**Requirements:**
Copy out all the data, word for word.

**Data to use:**
+++

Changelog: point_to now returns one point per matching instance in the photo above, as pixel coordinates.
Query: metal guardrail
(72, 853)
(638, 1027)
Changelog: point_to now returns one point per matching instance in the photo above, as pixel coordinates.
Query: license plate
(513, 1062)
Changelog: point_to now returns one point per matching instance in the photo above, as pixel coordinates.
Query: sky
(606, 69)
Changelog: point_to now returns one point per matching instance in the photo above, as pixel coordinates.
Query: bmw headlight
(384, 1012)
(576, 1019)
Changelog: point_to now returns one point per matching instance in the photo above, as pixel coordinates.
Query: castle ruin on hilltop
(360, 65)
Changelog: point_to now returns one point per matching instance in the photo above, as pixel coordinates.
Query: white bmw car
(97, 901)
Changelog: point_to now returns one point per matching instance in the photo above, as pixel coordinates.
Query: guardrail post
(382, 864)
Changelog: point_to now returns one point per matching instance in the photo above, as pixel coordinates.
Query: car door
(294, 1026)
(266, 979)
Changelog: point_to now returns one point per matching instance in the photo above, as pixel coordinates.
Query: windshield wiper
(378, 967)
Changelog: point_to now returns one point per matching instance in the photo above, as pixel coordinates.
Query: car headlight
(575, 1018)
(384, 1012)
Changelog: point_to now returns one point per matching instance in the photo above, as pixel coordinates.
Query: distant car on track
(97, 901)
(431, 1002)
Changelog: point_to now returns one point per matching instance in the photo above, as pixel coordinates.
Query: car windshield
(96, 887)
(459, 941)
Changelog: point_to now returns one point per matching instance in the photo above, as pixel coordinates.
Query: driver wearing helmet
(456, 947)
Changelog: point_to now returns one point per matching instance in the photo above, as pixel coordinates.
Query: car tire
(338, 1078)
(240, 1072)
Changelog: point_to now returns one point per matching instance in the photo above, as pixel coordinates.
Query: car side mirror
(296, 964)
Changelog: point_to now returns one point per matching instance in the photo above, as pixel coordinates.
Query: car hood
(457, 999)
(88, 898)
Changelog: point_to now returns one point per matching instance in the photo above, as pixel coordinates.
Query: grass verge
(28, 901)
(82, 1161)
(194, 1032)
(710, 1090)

+++

**Exercise result:**
Changelog: point_to now returns one point per matching instance in the photo above, as pixel coordinates.
Query: metal guardrail
(72, 853)
(638, 1027)
Changelog: point_to now returns one point per matching instance in the photo above, as pixel coordinates.
Query: license plate
(513, 1062)
Changelog: point_to now returns one point per matching instance in the photo above, as pixel coordinates.
Query: sky
(606, 69)
Changelog: point_to now returns one point per matching instance in the photo above, as pixel coordinates.
Query: bmw headlight
(384, 1012)
(576, 1019)
Changelog: point_to now returns one point per matching instance in the photo above, as pixel coordinates.
Query: castle ruin on hilltop
(360, 65)
Changelog: point_to now returns one point per matching instance in the photo above, as pixel coordinates.
Query: white bmw car
(97, 901)
Changelog: point_to now returns one point per matching instance in the photo above, as pixel coordinates.
Query: guardrail post
(382, 864)
Changelog: point_to now returns one point per matching instance in the photo above, as pixel coordinates.
Query: car door
(294, 1026)
(266, 979)
Changelog: point_to now returns one point per matching instance in the photo above, as pixel coordinates.
Query: windshield wiper
(378, 967)
Changelog: point_to now returns one point per matching instance in the photo above, as pixel coordinates.
Query: car headlight
(575, 1018)
(384, 1012)
Changelog: point_to now returns one point per matching instance in the photo above, as pixel coordinates.
Query: distant car on track
(97, 901)
(431, 1002)
Changelog: point_to now returns one point per matching instance in the photo above, as pixel coordinates.
Query: car windshield
(96, 887)
(459, 941)
Changelog: point_to now returns one point per matching instance in the photo above, as pixel coordinates.
Query: driver wearing helmet
(456, 947)
Changelog: point_to now returns one point per matching instance in the photo above, as pixel coordinates.
Query: car tire
(338, 1078)
(240, 1072)
Changelog: point_to now returns one point per matching instance in the photo above, as pixel coordinates.
Query: car side mirror
(296, 964)
Changelog: point_to now returns one point per matching instance in the photo above, as pixel coordinates.
Query: car hood
(457, 999)
(88, 898)
Changelog: point_to now returns one point per matching instance in the photo above, as pixel coordinates.
Query: grass verge
(28, 901)
(82, 1161)
(194, 1032)
(710, 1090)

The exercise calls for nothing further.